Research highlights for issue 5: disease spillover among natural and managed populations.

The recent epidemic of the Ebola virus is a particularly horrific example of the consequences of disease transmission between species. Spillover infection from populations of one species, in which a pathogen may be endemic, coevolved, and often less harmful, into populations of a novel host species has the potential to lead to epidemics of particularly virulent pests and pathogens. Understanding the probability of such spillover and the evolutionary, as well as coevolutionary, processes that occur after a cross-species transmission event occurs is key to predicting disease emergence and spread. This is especially important in the case of transmission between natural populations and managed ones, where disease emergence may have significant societal impact.

A classic example is the spillover of canine distemper virus from domestic dog populations into wild lion populations in the Serengeti, which has lead to a series of disease outbreaks and subsequent population declines. Using data collected across three decades, Viana et al. (2015) recently compared the disease dynamics of dog and lion populations to determine whether and how the two were linked. Their model suggests that although spillover from dog populations was the likely driver of disease in lion populations initially, the peak infection periods for each of the two species became increasingly asynchronous over time, suggesting a role for other reservoir species and/or evolution of the circulating viral strains. This work is an elegant example of the value of long term data sets, especially with the development and application of new statistical and modeling techniques, for examining the changing disease dynamics over time.

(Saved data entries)
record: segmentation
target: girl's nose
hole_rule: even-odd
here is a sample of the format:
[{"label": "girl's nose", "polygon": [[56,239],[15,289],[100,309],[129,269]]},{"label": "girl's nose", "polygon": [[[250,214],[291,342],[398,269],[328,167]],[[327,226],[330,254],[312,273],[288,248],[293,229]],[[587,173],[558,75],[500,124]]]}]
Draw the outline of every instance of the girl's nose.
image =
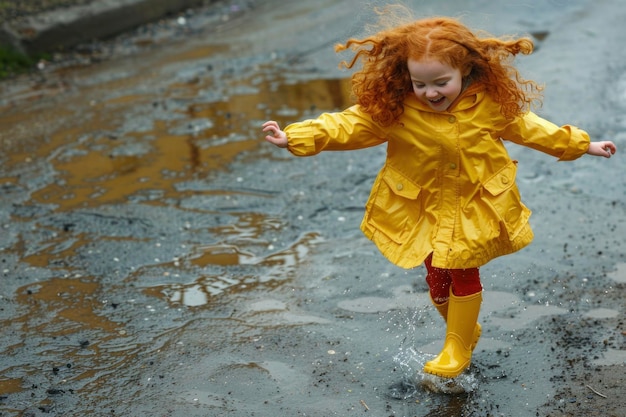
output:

---

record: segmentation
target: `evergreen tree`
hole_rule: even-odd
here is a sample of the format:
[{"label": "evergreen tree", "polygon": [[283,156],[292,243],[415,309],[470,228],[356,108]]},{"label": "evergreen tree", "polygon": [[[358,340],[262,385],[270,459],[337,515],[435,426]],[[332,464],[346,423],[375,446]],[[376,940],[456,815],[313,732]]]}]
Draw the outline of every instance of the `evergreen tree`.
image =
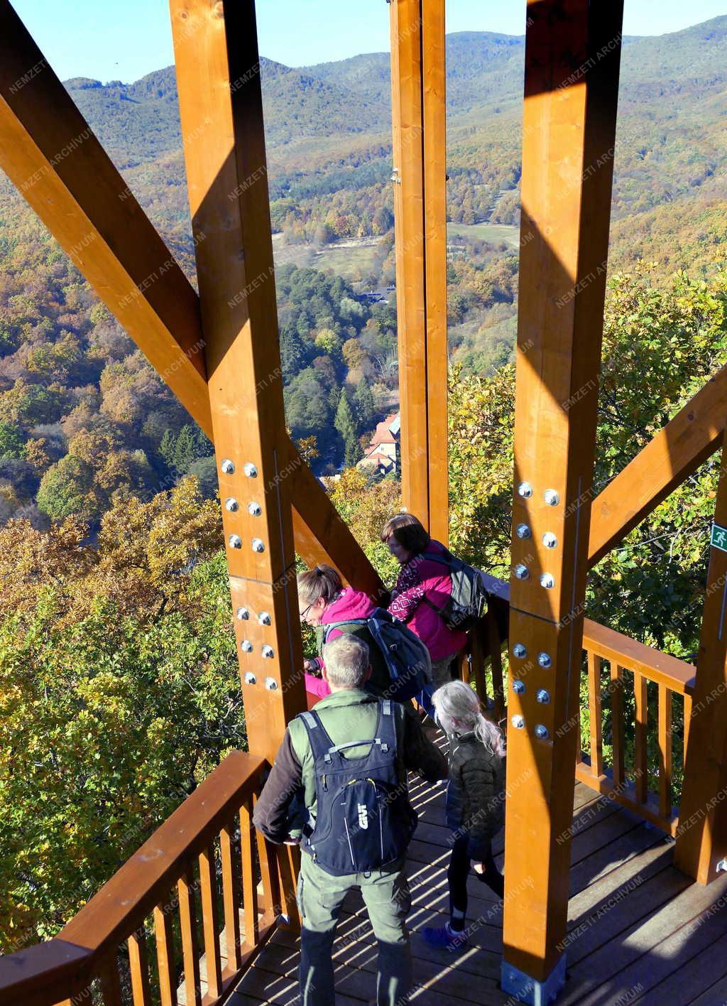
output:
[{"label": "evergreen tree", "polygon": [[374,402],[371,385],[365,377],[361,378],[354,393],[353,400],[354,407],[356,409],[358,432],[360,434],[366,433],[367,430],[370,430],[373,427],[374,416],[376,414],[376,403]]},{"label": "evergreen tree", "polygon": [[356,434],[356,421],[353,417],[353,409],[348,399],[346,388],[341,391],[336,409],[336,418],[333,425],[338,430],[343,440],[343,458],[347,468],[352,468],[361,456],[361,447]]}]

(Exercises):
- 1) The research highlights on disease spillover describe a pathogen in the populations of its original host species in three ways. List them.
- 2) Extend the research highlights on disease spillover, starting after their last sentence.

(Set of answers):
- 1)
- endemic (the text says it "may be")
- coevolved
- often less harmful

- 2)
One powerful tool for uncovering patterns of spillover is the use of social and contact networks to study transmission, as recently reviewed by Craft (2015). Understanding transmission likelihood is a key first step in determining the selection acting on pathogen populations and the potential for host shifts and the piece outlines current methods for using information about contact within populations, for example as resulting from movement, sociality, or behavior, to help inform questions of disease transmission across livestock and interacting wildlife. Craft distinguishes the utility of social network analysis, in which contact structure within and/or among populations is described, and network modeling, a tool with which to simulate disease spread across a contact network, for predicting the risk and consequences of disease spread. She also discusses how human intervention of spatial structure and group size can alter the likelihood of transmission, both within and among populations, and therefore how spillover involving managed populations may differ from that among wild populations.

Another topical example of spillover from managed into natural populations is the case of wild pollinator exposure to viruses from commercial pollinators. A recent review by Manley et al. (2015) demonstrates the potential threat for movement of RNA viruses into wild pollinators from managed honeybee populations. As many of these viruses are known to be rapidly evolving, such spillover events can lead to pathogen adaptation to novel hosts and eventual host shifts. By collating evidence for viral spillover events among populations, the authors demonstrate the potential importance of cross-species transmission in shaping disease emergence, especially when there are shared ranges, niches or behaviors between managed and wild species. Work by McMahon et al. (2015) used data from a large-scale survey of co-occurring managed honeybee and wild bumblebee populations to explore correlations in prevalence and viral loads between the two, as might be expected if cross-species transmission was common. Although they found a significant association between prevalence of viruses in honeybees and bumblebees, they also report large species-specific differences in prevalence and load across the viruses examined, suggesting more data is needed to determine the direction of transmission.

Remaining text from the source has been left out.